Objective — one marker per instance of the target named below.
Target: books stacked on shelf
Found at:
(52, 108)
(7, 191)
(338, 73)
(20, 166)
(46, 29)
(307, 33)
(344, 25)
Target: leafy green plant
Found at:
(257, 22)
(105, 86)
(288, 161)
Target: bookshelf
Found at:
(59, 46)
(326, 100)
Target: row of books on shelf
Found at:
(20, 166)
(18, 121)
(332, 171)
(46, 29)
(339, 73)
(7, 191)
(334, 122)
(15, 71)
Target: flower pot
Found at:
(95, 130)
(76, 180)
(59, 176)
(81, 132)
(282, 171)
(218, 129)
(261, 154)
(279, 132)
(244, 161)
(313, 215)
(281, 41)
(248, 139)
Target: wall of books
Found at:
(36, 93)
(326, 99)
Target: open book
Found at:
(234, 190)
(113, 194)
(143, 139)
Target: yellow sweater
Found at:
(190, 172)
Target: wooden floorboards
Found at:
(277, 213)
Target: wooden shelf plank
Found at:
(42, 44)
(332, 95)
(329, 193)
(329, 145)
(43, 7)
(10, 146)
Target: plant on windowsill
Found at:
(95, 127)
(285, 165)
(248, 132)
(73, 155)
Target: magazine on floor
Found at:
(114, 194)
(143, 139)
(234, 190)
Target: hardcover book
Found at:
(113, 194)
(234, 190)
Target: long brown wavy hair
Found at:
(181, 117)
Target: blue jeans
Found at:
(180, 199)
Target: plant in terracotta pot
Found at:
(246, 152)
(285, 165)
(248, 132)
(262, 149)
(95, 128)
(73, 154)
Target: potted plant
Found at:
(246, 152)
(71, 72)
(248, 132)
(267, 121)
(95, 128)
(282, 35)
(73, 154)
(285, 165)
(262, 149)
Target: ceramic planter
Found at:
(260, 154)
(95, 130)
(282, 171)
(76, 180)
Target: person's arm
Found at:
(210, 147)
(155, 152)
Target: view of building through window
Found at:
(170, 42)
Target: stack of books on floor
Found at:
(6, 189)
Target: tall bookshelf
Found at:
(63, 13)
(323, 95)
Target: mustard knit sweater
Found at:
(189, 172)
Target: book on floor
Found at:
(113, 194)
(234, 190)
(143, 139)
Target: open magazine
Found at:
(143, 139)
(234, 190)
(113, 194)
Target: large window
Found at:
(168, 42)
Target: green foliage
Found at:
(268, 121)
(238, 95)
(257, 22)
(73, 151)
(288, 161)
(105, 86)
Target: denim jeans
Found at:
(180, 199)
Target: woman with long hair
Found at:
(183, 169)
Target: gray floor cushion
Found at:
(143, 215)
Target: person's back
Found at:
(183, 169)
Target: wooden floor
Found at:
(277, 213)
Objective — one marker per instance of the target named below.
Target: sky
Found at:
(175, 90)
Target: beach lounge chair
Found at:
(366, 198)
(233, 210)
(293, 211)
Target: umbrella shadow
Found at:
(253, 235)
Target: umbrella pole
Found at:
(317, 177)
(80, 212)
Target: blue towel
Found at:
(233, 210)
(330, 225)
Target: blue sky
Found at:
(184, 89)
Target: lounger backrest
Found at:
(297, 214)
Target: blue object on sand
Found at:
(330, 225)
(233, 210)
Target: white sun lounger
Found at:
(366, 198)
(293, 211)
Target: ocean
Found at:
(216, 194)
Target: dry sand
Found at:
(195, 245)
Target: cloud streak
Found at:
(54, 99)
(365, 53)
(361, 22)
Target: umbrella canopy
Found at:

________

## Assignment
Quote every entry exactly.

## Your response
Objective — one marker per instance of the target named below.
Target: books stacked on shelf
Found at:
(52, 108)
(7, 191)
(338, 73)
(20, 166)
(46, 29)
(307, 33)
(344, 25)
Target: leafy green plant
Found at:
(257, 22)
(105, 86)
(288, 161)
Target: bookshelf
Found at:
(59, 46)
(326, 100)
Target: row of books on shelf
Found at:
(20, 166)
(18, 121)
(332, 171)
(46, 29)
(339, 73)
(7, 191)
(334, 122)
(15, 71)
Target: flower pot
Found at:
(95, 130)
(76, 180)
(59, 176)
(81, 132)
(282, 171)
(218, 129)
(261, 154)
(279, 132)
(244, 161)
(313, 215)
(281, 41)
(248, 139)
Target: wall of books
Found at:
(36, 93)
(326, 99)
Target: open book
Found at:
(234, 190)
(113, 194)
(143, 139)
Target: yellow sweater
Found at:
(190, 172)
Target: wooden floorboards
Found at:
(277, 213)
Target: wooden shelf plank
Found at:
(42, 44)
(332, 95)
(329, 193)
(329, 145)
(43, 7)
(10, 146)
Target: plant on windowsill
Found at:
(95, 127)
(285, 165)
(248, 132)
(73, 155)
Target: magazine on floor
Found at:
(114, 194)
(143, 139)
(234, 190)
Target: hardcover book
Found at:
(113, 194)
(234, 190)
Target: long brown wavy hair
Found at:
(181, 117)
Target: blue jeans
Found at:
(180, 199)
Target: plant in terracotta pot
Found at:
(246, 152)
(285, 165)
(248, 132)
(262, 149)
(95, 128)
(73, 154)
Target: potted plant
Found at:
(246, 152)
(71, 72)
(248, 132)
(267, 121)
(95, 128)
(282, 35)
(73, 154)
(285, 165)
(262, 149)
Target: ceramic planter
Found at:
(260, 154)
(95, 130)
(282, 171)
(76, 180)
Target: person's arm
Found at:
(210, 147)
(155, 152)
Target: view of building through window
Found at:
(170, 42)
Target: stack of books on floor
Found at:
(6, 189)
Target: tall bookshelf
Found at:
(63, 13)
(323, 95)
Target: mustard knit sweater
Found at:
(189, 172)
Target: book on floor
Found at:
(113, 194)
(234, 190)
(143, 139)
Target: open magazine
Found at:
(143, 139)
(234, 190)
(113, 194)
Target: large window
Found at:
(168, 42)
Target: green foliage
Found at:
(268, 121)
(238, 95)
(257, 22)
(73, 151)
(288, 161)
(105, 86)
Target: denim jeans
Found at:
(180, 199)
Target: woman with long hair
Found at:
(183, 169)
Target: gray floor cushion
Found at:
(143, 215)
Target: person's back
Found at:
(183, 169)
Target: wooden floor
Found at:
(277, 213)
Objective — one marker per instance of the target named below.
Target: sky
Found at:
(175, 90)
Target: beach lounge chair
Found at:
(366, 198)
(233, 210)
(293, 211)
Target: umbrella shadow
Found at:
(253, 235)
Target: umbrella pole
Found at:
(317, 177)
(80, 212)
Target: blue towel
Found at:
(233, 210)
(330, 225)
Target: blue sky
Found at:
(184, 89)
Target: lounger backrest
Found at:
(297, 214)
Target: blue object on sand
Found at:
(330, 225)
(233, 210)
Target: white sun lounger
Found at:
(366, 198)
(293, 211)
Target: ocean
Found at:
(216, 194)
Target: dry sand
Found at:
(195, 245)
Target: cloud streak
Found at:
(54, 99)
(365, 53)
(361, 22)
Target: umbrella canopy
Found at:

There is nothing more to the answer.